**What is expected**
Revise the listing below by replacing "Markers" with "Points" wherever it occurs, keeping all other text the same. Leave the pictures out of your version.

Point placement listing:
------------------------------------

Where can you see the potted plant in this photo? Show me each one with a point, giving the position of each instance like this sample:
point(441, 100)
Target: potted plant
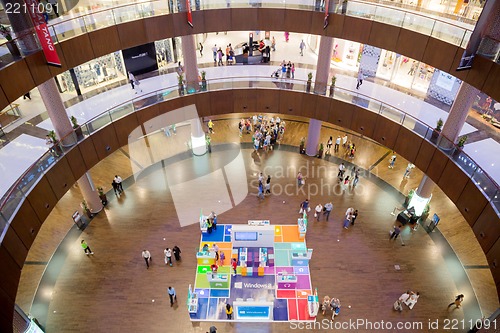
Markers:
point(77, 128)
point(302, 144)
point(180, 79)
point(332, 86)
point(102, 196)
point(86, 209)
point(203, 81)
point(309, 82)
point(437, 130)
point(11, 44)
point(320, 151)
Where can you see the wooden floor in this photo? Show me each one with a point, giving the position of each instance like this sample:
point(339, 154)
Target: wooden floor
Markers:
point(112, 291)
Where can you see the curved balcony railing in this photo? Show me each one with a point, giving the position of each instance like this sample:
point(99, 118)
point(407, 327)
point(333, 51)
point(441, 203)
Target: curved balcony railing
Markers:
point(19, 191)
point(67, 28)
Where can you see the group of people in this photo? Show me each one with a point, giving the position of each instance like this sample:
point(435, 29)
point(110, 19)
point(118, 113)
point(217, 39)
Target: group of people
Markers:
point(267, 186)
point(409, 298)
point(219, 55)
point(287, 69)
point(332, 304)
point(117, 185)
point(267, 131)
point(176, 251)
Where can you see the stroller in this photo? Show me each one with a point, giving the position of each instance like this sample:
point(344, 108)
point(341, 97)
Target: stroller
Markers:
point(276, 74)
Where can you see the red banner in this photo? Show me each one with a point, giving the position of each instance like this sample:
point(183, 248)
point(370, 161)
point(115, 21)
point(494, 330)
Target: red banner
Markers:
point(325, 21)
point(189, 15)
point(43, 33)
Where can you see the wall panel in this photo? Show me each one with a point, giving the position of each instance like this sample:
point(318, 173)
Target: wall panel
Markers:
point(471, 202)
point(60, 177)
point(42, 199)
point(407, 144)
point(411, 44)
point(384, 36)
point(452, 181)
point(16, 80)
point(487, 228)
point(26, 224)
point(105, 41)
point(77, 50)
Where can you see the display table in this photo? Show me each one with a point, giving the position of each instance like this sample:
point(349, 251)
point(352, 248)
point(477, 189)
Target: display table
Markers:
point(218, 280)
point(300, 259)
point(205, 258)
point(286, 281)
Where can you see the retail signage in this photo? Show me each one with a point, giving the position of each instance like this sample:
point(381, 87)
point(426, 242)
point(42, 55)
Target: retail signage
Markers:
point(43, 33)
point(325, 21)
point(189, 14)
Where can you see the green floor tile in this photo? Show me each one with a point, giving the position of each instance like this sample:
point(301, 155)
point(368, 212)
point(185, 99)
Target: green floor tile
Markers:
point(281, 258)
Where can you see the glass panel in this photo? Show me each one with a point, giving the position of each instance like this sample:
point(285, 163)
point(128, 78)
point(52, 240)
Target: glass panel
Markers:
point(69, 29)
point(484, 182)
point(448, 33)
point(389, 16)
point(362, 10)
point(121, 111)
point(418, 23)
point(98, 122)
point(99, 20)
point(392, 113)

------------------------------------

**Finished exercise**
Where can you see the potted plant in this photo? Show me each one with a point, giving the position of each instance like this sample:
point(441, 100)
Target: potted plant
Points:
point(77, 128)
point(302, 144)
point(180, 79)
point(332, 86)
point(102, 196)
point(86, 209)
point(203, 81)
point(309, 82)
point(437, 130)
point(11, 44)
point(320, 151)
Where can you see the wooden floor in this photo? Show me each one with a point, giving the position of each instance like this sample:
point(339, 154)
Target: wooden floor
Points:
point(112, 291)
Where can you see the curved balcony railing in this photo? Show me each one with a point, giving the position of each instance like this sample:
point(99, 118)
point(407, 327)
point(333, 51)
point(441, 203)
Target: curved balcony railing
Points:
point(19, 191)
point(67, 28)
Where can you see the group of people in this photo? Show me each one with a point, giving the position of each instance like this sample:
point(435, 29)
point(110, 19)
point(118, 113)
point(217, 39)
Target: group of people
Points:
point(267, 186)
point(409, 298)
point(219, 55)
point(287, 69)
point(332, 304)
point(117, 185)
point(267, 131)
point(176, 251)
Where can you see the stroller in this photo? Show me each one with a point, giving the position of each instance like this sample:
point(344, 108)
point(341, 97)
Target: stroller
Points:
point(276, 74)
Where can you see the red banner in this photo? Show me each one with a point, giving the position of each instance like this sample:
point(183, 248)
point(370, 161)
point(115, 21)
point(494, 330)
Target: red banner
Points:
point(325, 21)
point(189, 15)
point(43, 33)
Where can you see the wall panel in this photo? Show me each one with a point, giving the position of each instance like this sample:
point(318, 173)
Target: wall panel
Points:
point(471, 202)
point(60, 177)
point(42, 199)
point(407, 144)
point(411, 44)
point(384, 36)
point(452, 181)
point(16, 80)
point(487, 228)
point(26, 224)
point(105, 41)
point(77, 50)
Where can you see the display table in this photo? Show me each one with a point, giving the position of each instance like this sample:
point(349, 251)
point(352, 248)
point(477, 189)
Target: display table
Points:
point(218, 280)
point(300, 259)
point(205, 258)
point(286, 281)
Where can you see the retail signage in this photo? Show me each one with a point, giving the position of each instance like this sample:
point(381, 87)
point(426, 242)
point(42, 55)
Target: retail signage
Points:
point(43, 33)
point(325, 21)
point(189, 14)
Where can you see the green floor tile in this photo? Show me each one with a point, giving the position of each instance like this sample:
point(301, 155)
point(368, 212)
point(185, 99)
Target: green floor tile
Points:
point(281, 258)
Where can you see the glass panel in this photo? Show me each one with a point, giving the position of each instance like this sample:
point(285, 163)
point(128, 78)
point(52, 240)
Target: glass panel
Points:
point(69, 29)
point(484, 182)
point(448, 33)
point(389, 16)
point(362, 10)
point(121, 111)
point(418, 23)
point(98, 122)
point(99, 20)
point(392, 113)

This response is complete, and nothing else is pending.